§ What to produce: Whenever a line of the entries below holds the string "fingernail", copy that line and return it.
-----
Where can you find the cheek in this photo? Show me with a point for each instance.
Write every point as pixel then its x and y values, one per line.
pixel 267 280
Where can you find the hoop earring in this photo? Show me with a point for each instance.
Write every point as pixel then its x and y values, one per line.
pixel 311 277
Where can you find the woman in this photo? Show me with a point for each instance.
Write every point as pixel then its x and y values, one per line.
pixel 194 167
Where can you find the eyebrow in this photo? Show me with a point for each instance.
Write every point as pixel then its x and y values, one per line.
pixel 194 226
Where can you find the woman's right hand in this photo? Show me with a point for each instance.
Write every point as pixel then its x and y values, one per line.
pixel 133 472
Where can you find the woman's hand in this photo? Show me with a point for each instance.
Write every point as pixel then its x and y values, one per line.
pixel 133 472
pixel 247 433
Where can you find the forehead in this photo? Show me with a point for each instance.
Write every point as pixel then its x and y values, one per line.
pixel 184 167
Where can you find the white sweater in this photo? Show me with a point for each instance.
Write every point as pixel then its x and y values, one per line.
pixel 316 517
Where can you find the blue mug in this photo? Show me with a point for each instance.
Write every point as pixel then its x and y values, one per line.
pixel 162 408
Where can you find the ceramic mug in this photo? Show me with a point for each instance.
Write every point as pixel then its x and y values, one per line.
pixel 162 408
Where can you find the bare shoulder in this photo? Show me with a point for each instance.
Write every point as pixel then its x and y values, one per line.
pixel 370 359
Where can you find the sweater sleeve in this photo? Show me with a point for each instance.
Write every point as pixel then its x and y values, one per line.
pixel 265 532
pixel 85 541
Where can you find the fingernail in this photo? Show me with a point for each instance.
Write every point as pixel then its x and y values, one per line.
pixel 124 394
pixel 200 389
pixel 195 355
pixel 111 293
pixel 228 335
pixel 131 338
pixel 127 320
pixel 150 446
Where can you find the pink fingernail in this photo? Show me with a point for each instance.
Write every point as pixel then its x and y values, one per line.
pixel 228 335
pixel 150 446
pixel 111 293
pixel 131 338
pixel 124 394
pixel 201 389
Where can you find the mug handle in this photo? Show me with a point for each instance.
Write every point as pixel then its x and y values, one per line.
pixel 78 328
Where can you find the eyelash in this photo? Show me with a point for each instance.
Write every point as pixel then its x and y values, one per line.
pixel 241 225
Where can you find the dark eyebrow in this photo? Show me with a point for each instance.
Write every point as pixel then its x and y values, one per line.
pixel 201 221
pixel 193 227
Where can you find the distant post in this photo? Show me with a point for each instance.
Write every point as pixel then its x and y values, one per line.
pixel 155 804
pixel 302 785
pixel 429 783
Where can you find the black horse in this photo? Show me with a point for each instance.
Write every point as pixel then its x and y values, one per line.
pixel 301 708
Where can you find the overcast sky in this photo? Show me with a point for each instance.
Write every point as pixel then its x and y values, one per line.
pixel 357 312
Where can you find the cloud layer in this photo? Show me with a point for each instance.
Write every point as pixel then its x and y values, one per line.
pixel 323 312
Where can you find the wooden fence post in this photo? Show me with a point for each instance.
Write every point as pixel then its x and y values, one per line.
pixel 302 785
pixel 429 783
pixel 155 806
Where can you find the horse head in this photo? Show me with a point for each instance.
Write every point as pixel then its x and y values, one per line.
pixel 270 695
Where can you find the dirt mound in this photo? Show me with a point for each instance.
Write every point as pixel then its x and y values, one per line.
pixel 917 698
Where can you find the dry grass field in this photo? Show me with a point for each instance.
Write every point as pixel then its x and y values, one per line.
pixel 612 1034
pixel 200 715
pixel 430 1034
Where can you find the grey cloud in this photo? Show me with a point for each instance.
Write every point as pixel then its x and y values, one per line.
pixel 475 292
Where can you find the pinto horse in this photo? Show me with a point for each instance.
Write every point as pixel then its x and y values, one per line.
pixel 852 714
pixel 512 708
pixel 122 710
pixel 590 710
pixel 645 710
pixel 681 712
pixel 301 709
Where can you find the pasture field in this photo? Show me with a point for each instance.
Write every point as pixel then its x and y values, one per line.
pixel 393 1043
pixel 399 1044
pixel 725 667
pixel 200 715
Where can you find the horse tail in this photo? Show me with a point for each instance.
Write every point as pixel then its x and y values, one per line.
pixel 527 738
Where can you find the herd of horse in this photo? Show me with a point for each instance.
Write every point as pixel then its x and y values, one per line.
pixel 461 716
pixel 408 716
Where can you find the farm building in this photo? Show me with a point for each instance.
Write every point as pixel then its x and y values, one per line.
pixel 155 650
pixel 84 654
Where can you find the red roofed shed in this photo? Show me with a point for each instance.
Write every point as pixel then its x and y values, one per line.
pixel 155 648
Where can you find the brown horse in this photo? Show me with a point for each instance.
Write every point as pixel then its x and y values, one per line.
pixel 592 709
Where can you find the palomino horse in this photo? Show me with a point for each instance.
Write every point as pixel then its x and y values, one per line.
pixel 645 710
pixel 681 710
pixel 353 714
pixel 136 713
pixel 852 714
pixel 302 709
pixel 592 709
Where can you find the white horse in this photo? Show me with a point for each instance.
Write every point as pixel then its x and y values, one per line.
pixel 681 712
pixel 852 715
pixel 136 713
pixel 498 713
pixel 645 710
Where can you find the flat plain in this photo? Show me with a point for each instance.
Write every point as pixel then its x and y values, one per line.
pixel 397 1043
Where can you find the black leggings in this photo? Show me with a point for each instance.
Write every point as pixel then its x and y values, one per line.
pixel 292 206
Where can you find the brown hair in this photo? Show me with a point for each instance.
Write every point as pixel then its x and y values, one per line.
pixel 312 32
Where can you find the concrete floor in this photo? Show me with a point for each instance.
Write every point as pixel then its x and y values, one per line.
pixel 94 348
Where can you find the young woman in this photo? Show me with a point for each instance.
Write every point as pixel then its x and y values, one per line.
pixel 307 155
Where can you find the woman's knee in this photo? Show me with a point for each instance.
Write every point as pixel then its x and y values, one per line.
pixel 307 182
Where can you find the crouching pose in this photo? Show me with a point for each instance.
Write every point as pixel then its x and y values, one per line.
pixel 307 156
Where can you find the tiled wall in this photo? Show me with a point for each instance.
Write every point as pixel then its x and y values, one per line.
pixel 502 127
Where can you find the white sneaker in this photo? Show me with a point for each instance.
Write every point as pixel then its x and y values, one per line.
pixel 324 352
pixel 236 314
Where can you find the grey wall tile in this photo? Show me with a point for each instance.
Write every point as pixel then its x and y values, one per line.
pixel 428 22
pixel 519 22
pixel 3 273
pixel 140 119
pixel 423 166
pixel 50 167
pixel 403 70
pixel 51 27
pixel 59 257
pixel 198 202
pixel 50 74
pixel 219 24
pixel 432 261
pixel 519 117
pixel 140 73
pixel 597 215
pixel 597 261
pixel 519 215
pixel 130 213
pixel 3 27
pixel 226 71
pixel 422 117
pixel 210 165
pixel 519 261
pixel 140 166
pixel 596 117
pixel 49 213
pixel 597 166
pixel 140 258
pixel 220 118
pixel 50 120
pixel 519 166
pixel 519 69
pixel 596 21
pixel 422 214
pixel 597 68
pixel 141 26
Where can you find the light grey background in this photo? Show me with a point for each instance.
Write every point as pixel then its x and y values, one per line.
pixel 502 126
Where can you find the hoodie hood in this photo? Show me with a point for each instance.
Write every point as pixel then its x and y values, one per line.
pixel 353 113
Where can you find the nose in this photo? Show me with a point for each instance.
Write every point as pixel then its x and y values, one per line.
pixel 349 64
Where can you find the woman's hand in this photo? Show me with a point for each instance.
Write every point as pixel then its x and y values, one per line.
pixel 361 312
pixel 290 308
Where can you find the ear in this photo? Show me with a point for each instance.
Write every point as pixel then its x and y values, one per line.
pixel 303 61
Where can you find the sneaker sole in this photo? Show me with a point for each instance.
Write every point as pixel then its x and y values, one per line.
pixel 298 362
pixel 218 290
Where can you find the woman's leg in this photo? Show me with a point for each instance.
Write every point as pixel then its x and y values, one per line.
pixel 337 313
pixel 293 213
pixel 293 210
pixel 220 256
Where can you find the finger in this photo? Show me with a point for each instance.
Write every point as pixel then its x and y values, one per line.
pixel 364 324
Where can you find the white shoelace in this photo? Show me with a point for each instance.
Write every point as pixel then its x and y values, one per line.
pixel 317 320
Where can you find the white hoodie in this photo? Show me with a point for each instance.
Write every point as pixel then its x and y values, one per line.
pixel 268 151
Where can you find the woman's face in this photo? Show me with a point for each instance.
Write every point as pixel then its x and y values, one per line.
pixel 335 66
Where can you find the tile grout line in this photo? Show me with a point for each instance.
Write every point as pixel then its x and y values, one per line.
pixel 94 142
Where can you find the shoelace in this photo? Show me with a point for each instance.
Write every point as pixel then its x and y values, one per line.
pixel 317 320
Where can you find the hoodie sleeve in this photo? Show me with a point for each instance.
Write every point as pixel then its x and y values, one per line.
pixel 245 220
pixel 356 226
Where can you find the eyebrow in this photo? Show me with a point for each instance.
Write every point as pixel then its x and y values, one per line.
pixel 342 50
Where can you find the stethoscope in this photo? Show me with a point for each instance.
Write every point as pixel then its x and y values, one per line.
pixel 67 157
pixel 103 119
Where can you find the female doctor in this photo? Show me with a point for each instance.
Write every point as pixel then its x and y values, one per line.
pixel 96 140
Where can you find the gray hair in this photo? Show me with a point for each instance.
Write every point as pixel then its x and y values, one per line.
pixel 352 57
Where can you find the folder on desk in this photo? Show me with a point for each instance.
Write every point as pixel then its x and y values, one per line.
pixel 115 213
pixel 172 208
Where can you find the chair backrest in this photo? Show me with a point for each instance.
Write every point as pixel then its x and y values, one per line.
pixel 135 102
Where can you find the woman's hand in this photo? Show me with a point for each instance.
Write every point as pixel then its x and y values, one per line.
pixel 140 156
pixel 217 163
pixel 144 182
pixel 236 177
-----
§ Finished exercise:
Where can you find the fingernail in this photo? Show me with a point for each instance.
Where can you find the pink fingernail in this photo? Show me with a point for each instance.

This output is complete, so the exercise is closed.